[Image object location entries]

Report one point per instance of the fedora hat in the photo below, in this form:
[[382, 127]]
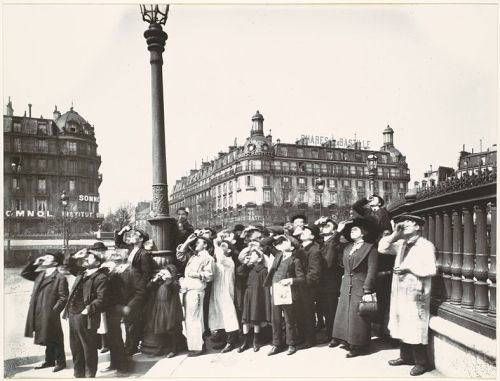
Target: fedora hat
[[98, 246], [367, 224], [410, 217]]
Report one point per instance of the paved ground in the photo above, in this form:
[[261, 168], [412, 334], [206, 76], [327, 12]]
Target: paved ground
[[21, 356]]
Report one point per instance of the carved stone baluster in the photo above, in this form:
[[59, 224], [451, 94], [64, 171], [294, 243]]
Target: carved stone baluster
[[456, 265], [425, 232], [447, 262], [438, 288], [492, 311], [432, 229], [481, 267], [468, 260]]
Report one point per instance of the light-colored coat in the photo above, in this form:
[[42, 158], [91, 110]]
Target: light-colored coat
[[222, 313], [411, 292]]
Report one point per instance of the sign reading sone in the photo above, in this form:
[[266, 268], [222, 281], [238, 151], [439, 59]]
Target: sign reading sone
[[86, 197]]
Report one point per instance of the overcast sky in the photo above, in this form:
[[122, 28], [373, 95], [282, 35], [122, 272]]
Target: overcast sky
[[430, 71]]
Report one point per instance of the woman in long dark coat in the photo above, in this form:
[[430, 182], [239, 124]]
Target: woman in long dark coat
[[164, 310], [359, 260], [50, 294], [257, 299]]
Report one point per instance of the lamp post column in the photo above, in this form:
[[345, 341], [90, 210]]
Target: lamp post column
[[163, 225]]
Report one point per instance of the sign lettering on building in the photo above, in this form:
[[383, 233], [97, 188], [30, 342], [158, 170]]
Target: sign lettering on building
[[89, 198], [316, 140]]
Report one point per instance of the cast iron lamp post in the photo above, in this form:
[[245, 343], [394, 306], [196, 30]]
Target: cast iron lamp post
[[319, 185], [64, 204], [163, 226], [371, 162]]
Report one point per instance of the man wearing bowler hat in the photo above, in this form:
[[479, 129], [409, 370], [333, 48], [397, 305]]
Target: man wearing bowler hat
[[309, 253], [414, 268], [140, 272], [49, 296], [86, 302]]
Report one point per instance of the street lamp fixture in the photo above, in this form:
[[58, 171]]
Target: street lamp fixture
[[319, 185], [371, 163], [155, 13], [64, 204]]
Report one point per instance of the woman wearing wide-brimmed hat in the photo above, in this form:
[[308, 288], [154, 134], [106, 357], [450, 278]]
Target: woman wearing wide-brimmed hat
[[359, 260]]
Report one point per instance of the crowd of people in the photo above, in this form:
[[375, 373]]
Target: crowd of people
[[240, 288]]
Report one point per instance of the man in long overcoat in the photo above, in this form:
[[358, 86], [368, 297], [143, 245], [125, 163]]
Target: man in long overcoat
[[49, 296], [415, 266], [139, 273]]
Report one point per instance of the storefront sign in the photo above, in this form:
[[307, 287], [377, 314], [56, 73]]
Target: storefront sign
[[28, 213], [86, 197], [315, 140]]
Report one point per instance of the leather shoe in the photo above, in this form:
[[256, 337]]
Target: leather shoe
[[108, 369], [44, 365], [275, 350], [334, 343], [228, 348], [417, 370], [59, 367], [196, 353], [398, 361]]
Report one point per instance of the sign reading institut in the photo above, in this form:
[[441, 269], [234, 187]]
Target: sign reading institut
[[316, 140]]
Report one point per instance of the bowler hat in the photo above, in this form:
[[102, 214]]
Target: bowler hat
[[410, 217], [367, 224], [301, 216], [313, 228], [238, 227], [58, 257], [380, 199], [98, 246]]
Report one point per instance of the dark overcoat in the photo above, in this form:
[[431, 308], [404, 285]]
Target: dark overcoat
[[331, 271], [95, 296], [257, 298], [48, 299], [139, 274], [360, 271], [295, 271]]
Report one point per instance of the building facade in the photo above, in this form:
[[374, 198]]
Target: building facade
[[42, 158], [266, 181]]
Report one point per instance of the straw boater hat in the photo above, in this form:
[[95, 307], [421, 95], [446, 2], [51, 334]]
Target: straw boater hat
[[365, 223], [410, 217]]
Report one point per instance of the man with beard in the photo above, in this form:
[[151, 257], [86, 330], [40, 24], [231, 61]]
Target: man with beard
[[85, 304], [49, 296], [140, 272], [331, 274], [309, 253]]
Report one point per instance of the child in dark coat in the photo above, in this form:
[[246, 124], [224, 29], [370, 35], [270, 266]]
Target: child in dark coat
[[257, 299]]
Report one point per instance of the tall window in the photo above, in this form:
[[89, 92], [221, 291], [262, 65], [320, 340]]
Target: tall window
[[17, 144], [42, 164], [72, 166], [267, 195], [286, 195], [249, 181], [71, 148], [42, 185], [302, 197], [43, 145]]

(EXERCISE DETAILS): Please present the material above as a Markdown table with the columns Row and Line, putting each line in its own row, skipping blank lines and omitting the pictures.

(THE SOLUTION):
| Row | Line |
|---|---|
| 1 | Report one point per instance of the fedora hat in the photo below, in this form: |
| 2 | [[382, 127]] |
| 3 | Target: fedora hat |
| 4 | [[98, 246], [367, 224], [410, 217]] |
| 5 | Report one point per instance of the paved ground in the photo above, in this form: |
| 6 | [[261, 168], [412, 334], [206, 76], [327, 12]] |
| 7 | Target: paved ground |
| 8 | [[21, 356]] |
| 9 | Report one point per instance of the carved stone baluster in the photo above, in this form: |
| 10 | [[59, 224], [451, 94], [64, 171], [294, 243]] |
| 11 | Target: carved stone baluster |
| 12 | [[456, 265], [425, 232], [447, 262], [438, 288], [492, 311], [432, 229], [481, 267], [468, 260]] |
| 13 | Report one point per instance of the light-colored coat in the photo above, in this form: |
| 14 | [[42, 158], [91, 110]] |
| 15 | Target: light-colored coat |
| 16 | [[222, 313], [411, 292]] |
| 17 | Report one point per instance of the sign reading sone in the photo above, in this form: |
| 18 | [[266, 268], [222, 281], [238, 151], [439, 59]] |
| 19 | Target: sign reading sone |
| 20 | [[86, 197]] |
| 21 | Report one point per instance of the overcast sky in the photo above, in this form: |
| 22 | [[122, 28], [373, 95], [282, 35], [122, 272]] |
| 23 | Target: overcast sky |
| 24 | [[430, 71]] |
| 25 | Report one point per instance of the woman in long dark coat in the photo above, in this form: |
| 26 | [[430, 182], [239, 124]] |
| 27 | Target: woman in long dark coat |
| 28 | [[164, 310], [359, 260], [50, 294], [257, 299]] |
| 29 | Report one point per instance of the lamp post column in the photo above, in this form: |
| 30 | [[345, 341], [90, 210]] |
| 31 | Target: lamp post column |
| 32 | [[163, 225]] |
| 33 | Report one point per instance of the sign lettering on building in the photo above, in this form: |
| 34 | [[383, 233], [97, 188], [30, 342], [158, 170]] |
| 35 | Target: sign lettering on building |
| 36 | [[89, 198], [316, 140]] |
| 37 | Report one point per instance of the cast iron lamp post in the photo above, in this form: |
| 38 | [[245, 343], [394, 306], [196, 30]] |
| 39 | Target: cast iron lamp post |
| 40 | [[319, 185], [64, 204], [163, 226], [371, 162]] |
| 41 | Report one point per instance of the man wearing bowler hat in the photo above, in this form: |
| 42 | [[479, 129], [409, 370], [333, 48], [397, 305]] |
| 43 | Target: man wearing bowler hat |
| 44 | [[309, 253], [414, 268], [140, 272], [49, 296], [86, 302]] |
| 45 | Report one point per instance of the street lamp fixture in the photo above, in this form: |
| 46 | [[58, 171]] |
| 47 | Target: street lamp fixture |
| 48 | [[319, 185], [371, 163], [155, 13], [64, 204]] |
| 49 | Report one point per instance of the woman wearing wide-brimmed hat in the photo above, in this form: |
| 50 | [[308, 288], [154, 134], [106, 357], [450, 278]] |
| 51 | Target: woman wearing wide-brimmed hat |
| 52 | [[359, 260]] |
| 53 | Report one point per instance of the crowd of people in the photo above, in this form: |
| 54 | [[375, 373]] |
| 55 | Target: crowd of people |
| 56 | [[240, 288]] |
| 57 | Report one point per instance of the man in long overcoat in the photo above, in this form: |
| 58 | [[358, 86], [368, 297], [143, 245], [125, 163]] |
| 59 | Target: man in long overcoat |
| 60 | [[49, 296], [415, 266], [139, 273]] |
| 61 | Report one point per instance of the storefront sign in the photo above, in this form: |
| 62 | [[307, 287], [377, 314], [56, 73]] |
| 63 | Target: storefront sign |
| 64 | [[28, 213], [86, 197], [315, 140]] |
| 65 | Report one point per instance of the leather shoe in the photo above, in this form: |
| 66 | [[256, 337]] |
| 67 | Target: leather shoe |
| 68 | [[108, 369], [44, 365], [275, 350], [334, 343], [228, 348], [417, 370], [59, 367], [196, 353], [398, 361]] |
| 69 | Report one point per instance of the sign reading institut in the photo above, in this form: |
| 70 | [[441, 269], [234, 187]] |
| 71 | Target: sign reading institut |
| 72 | [[316, 140]] |
| 73 | Report one point per instance of the bowler hat in the photo above, in this form: |
| 74 | [[102, 214]] |
| 75 | Target: bowler hat |
| 76 | [[410, 217], [367, 224], [301, 216], [313, 228], [238, 227], [58, 257], [380, 199], [98, 246]] |
| 77 | Report one point per instance of the dark overcoat in the photo above, in this form: |
| 78 | [[431, 308], [404, 285]] |
| 79 | Target: dark overcoat |
| 80 | [[331, 271], [95, 296], [257, 298], [48, 299], [139, 274], [360, 271], [295, 271]] |
| 81 | Report one point per instance of the building facade in the photo above, in this form: |
| 82 | [[374, 198]] |
| 83 | Target: building facade |
| 84 | [[42, 158], [266, 181]] |
| 85 | Report one point per instance of the straw boater hat in the photo above, in this form: |
| 86 | [[95, 307], [421, 95], [446, 2], [51, 334]] |
| 87 | Target: straw boater hat |
| 88 | [[365, 223], [410, 217]] |
| 89 | Report one point per instance of the man with beard in the photo above, in this form: |
| 90 | [[151, 257], [86, 330], [40, 24], [231, 61]] |
| 91 | Target: man with beard |
| 92 | [[85, 304], [49, 296], [140, 272], [331, 274], [309, 253]] |
| 93 | Report one point per instance of the child in dark coat in the photo above, in this form: |
| 94 | [[246, 124], [224, 29], [370, 35], [270, 266]] |
| 95 | Target: child in dark coat |
| 96 | [[257, 299]] |
| 97 | Report one point per instance of the tall window in the photo above, in this form: |
| 98 | [[89, 92], [221, 291], [262, 65], [320, 340]] |
| 99 | Target: tall window |
| 100 | [[17, 144], [42, 164], [72, 166], [267, 195], [286, 195], [249, 181], [71, 148], [42, 185], [302, 197], [43, 145]] |